PODANE WIERSZE —
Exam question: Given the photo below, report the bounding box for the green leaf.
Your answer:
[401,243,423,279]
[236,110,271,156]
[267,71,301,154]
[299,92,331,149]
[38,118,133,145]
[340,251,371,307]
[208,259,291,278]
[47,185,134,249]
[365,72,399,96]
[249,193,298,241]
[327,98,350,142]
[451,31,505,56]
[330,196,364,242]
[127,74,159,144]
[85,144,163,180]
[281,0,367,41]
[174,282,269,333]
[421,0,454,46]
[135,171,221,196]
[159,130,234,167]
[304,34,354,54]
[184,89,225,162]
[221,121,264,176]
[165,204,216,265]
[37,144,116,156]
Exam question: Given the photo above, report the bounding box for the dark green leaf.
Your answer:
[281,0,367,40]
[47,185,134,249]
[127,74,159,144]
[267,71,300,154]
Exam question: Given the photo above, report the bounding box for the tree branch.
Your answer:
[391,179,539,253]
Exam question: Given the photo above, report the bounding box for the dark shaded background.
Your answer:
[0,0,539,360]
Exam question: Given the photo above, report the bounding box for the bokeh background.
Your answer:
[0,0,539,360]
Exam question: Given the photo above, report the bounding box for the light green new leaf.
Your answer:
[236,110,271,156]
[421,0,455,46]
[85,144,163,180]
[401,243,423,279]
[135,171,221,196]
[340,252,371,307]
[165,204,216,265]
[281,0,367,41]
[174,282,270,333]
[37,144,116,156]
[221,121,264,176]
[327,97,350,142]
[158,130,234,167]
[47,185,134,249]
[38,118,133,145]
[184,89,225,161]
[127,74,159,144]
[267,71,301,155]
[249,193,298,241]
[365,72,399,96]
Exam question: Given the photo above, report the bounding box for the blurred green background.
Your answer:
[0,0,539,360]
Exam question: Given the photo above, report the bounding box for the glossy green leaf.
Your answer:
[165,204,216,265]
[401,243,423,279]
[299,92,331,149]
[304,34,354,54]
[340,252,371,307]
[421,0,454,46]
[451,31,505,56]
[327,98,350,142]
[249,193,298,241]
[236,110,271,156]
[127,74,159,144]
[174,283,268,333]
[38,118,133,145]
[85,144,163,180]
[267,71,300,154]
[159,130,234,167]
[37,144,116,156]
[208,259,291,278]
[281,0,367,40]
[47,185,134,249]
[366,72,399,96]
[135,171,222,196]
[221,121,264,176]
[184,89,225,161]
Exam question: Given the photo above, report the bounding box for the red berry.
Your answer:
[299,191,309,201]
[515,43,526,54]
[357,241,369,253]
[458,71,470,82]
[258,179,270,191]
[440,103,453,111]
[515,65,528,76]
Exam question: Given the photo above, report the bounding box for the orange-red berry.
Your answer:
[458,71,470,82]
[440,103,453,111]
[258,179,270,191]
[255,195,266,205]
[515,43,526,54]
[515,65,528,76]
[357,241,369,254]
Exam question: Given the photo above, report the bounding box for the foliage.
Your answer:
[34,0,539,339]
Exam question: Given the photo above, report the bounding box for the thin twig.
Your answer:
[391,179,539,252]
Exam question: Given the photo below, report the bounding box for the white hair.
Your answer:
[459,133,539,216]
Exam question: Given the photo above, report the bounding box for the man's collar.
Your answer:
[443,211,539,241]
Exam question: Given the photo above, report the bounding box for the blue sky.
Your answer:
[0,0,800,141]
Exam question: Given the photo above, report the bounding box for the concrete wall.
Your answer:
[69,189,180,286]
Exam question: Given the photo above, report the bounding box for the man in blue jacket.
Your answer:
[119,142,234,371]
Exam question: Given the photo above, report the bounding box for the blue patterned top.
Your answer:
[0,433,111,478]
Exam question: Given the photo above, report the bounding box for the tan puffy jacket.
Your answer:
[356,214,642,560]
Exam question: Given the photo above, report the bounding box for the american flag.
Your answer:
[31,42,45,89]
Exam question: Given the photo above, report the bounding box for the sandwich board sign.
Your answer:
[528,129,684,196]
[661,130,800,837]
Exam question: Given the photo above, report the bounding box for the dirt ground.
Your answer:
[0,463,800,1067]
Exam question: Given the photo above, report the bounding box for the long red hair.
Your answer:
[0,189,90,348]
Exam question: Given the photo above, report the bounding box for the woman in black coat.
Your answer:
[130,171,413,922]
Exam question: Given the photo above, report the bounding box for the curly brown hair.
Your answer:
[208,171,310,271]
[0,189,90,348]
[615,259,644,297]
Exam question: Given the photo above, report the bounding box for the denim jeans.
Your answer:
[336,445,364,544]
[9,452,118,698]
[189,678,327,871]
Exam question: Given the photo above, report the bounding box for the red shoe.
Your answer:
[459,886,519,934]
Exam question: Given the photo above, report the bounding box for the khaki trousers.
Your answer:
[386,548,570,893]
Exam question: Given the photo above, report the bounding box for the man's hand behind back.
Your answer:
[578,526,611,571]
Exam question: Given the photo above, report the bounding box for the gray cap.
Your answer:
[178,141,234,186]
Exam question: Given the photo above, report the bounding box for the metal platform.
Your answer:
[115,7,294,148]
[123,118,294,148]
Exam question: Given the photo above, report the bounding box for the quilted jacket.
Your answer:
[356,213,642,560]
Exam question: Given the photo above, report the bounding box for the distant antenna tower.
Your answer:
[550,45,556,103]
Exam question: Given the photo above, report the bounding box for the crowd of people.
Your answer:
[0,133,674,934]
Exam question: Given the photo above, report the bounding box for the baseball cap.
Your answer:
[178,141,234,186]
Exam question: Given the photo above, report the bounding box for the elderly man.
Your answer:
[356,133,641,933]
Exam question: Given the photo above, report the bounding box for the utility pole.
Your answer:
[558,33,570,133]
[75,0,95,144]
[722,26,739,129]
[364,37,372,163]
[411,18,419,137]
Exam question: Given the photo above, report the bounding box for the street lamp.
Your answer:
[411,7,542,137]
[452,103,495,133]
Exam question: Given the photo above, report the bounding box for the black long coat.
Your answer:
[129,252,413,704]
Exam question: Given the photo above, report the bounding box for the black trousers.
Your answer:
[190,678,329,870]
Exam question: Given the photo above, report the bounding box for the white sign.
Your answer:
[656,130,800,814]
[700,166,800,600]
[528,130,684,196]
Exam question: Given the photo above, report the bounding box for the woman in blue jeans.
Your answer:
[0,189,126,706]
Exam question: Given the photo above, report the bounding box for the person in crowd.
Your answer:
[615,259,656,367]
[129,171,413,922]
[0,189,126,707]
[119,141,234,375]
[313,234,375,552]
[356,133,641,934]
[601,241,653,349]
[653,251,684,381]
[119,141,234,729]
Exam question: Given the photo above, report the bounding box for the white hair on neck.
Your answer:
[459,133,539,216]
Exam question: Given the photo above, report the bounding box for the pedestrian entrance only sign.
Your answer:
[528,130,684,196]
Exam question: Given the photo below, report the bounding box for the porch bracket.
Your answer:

POLECENIE —
Skopiuj bez zmian wszystkie wiersze od tego, który zawiera „crowd of people.”, aż po ten, który zawiera „[119,141,234,729]”. Oba skrajne wiersze również uwzględnij.

ODPOWIEDŹ —
Exam question: Given the photo above, report the bounding box for the crowd of people.
Your answer:
[0,133,674,934]
Exam question: Given the photo above, report the bounding box for the baseball cap.
Your answer:
[178,141,234,186]
Exam question: Given the photo above, report the bounding box for the elderly man.
Your answer:
[356,133,641,933]
Exam question: Given the photo above, report the bounding box for the utility pole.
Your answer:
[558,33,570,133]
[75,0,95,144]
[722,26,739,129]
[364,37,372,163]
[411,18,419,137]
Exam question: Given the photo above, report the bounding box for the street lamp.
Your answer:
[411,7,542,137]
[452,103,495,133]
Exam question: Given the photo above, report the bounding box for the black long coat.
Your answer:
[129,252,413,704]
Exam question: Given the photo above, report the bounding box for the black trousers.
Your answer:
[190,678,329,870]
Exam question: Given the photo above, report the bounding box for the white sign.
Your answer:
[656,130,800,814]
[700,166,800,600]
[528,130,684,196]
Exam question: Given the photo above, report the bounding box for the woman in blue jeans.
Your answer:
[0,189,126,706]
Exam question: Given the photo above, report the bounding box for the person in crowd.
Your answer:
[615,259,656,367]
[129,171,413,922]
[0,189,126,707]
[119,141,234,375]
[313,234,375,552]
[356,133,641,934]
[601,241,653,349]
[653,251,684,381]
[119,141,234,729]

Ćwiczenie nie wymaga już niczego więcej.